**Aim of the task:** Copy the following material verbatim, keeping every line as it stands.

# # # #

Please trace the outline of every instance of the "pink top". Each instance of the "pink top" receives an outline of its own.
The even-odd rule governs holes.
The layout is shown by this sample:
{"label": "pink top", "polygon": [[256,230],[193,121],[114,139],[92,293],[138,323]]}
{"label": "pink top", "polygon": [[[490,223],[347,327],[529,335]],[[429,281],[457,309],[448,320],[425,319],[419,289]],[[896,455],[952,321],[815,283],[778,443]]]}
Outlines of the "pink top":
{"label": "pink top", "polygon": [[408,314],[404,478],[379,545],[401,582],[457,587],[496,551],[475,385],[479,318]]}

# # # #

**Task result:**
Please trace the outline of every instance of the "pink top". Each instance of the "pink top" receives an outline of its own.
The even-odd rule governs holes.
The layout is shown by this sample:
{"label": "pink top", "polygon": [[256,230],[193,121],[114,139],[92,293],[138,323]]}
{"label": "pink top", "polygon": [[[490,223],[347,327],[529,335]],[[429,281],[457,309],[448,320],[425,319],[419,289]],[[896,455],[952,321],[815,283],[778,443]]]}
Outlines of the "pink top":
{"label": "pink top", "polygon": [[408,314],[404,478],[379,545],[401,582],[457,587],[496,551],[475,385],[479,318]]}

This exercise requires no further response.